--- start Source passage ---
An Introduction to Compression: Basic Compression - A Free Guide from Audio Masterclass

An Introduction to Equalization - A Free Guide from Audio Masterclass

Equipping Your Home Recording Studio - A Free Guide from Audio Masterclass

How do you record a singer with poor microphone technique?

A post by David Mellor
Friday January 22, 2010
You're trying to get a decent recording, but your singer is doing really strange things with the microphone. What do you do?
How do you record a singer with poor microphone technique?

I don't know where singers learn microphone technique. Most singers in popular music don't have any training, so they can only have picked it up from seeing other people do it, or in response to what they hear coming through the speakers at their live gigs.

The 'classic' microphone technique is to back away from the mic when singing loud, coming in closer when singing quietly.

This does work in live performance, particularly in smaller venues where the sound is often less well-controlled than at top pro gigs.

The alternative is for loud sections to be either ear-splitting or distorted, or for quiet sections to be inaudible to the audience.

Of course a compressor can be used, but this creates other problems in live performance that we won't go into here.

In the studio however, things are a little different.

Firstly, there is no problem in setting exactly the right preamp gain to capture the loudest sections of the vocal without distortion. There is never any reason to back away from the mic due to excessive level. (And if the mic can't take it, use one that can.)

Now if the quiet sections of the vocal are too quiet, they can be brought up in level using fader automation. You will probably be using a compressor that will do some of this work anyway.

So there is no reason why the singer has to be anything other than a constant distance from the mic.
--- end Source passage ---
--- start Supplied records ---
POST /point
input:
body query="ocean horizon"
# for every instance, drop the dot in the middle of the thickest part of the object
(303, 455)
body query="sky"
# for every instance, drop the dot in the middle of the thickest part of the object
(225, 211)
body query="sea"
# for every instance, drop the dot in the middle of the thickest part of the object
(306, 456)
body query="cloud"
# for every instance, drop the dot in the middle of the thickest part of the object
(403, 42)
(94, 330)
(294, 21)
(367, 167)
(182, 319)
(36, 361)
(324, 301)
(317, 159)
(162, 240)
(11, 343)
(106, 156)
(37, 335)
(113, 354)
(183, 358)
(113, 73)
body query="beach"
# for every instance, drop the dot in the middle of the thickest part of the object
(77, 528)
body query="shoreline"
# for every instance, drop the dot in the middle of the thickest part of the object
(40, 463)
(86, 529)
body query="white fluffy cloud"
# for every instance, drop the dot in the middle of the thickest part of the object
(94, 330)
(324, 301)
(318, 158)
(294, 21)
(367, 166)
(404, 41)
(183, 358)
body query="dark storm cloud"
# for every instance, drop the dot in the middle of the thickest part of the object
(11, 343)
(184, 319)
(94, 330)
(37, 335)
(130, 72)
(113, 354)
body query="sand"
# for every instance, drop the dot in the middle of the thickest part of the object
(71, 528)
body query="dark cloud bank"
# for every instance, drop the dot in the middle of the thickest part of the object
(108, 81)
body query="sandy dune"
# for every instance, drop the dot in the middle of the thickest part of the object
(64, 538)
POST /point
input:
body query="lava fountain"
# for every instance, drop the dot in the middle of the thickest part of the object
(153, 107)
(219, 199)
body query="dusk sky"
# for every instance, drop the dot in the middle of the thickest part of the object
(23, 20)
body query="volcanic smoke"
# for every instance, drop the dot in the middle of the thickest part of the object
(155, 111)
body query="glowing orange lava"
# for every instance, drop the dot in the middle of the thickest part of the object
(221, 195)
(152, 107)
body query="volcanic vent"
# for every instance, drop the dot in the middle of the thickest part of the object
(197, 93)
--- end Supplied records ---
What you will do:
1. Using the microphone technique post, decide whether each statement agrees with it: (a) most singers in popular music have had no training; (b) in the studio, a singer should back away from the mic when singing loud; (c) the post explains what problems a compressor causes in live performance. For each, answer yes or no and quote the words from the post that decide it.
2. Count the lines of the rows that contain the string "dark", with case counting, and give only the number.
The microphone technique post and the rows are unrelated to each other.

Solution list:
1.
(a) Yes: "Most singers in popular music don't have any training"
(b) No: "There is never any reason to back away from the mic due to excessive level."
(c) No: "this creates other problems in live performance that we won't go into here."

2. 2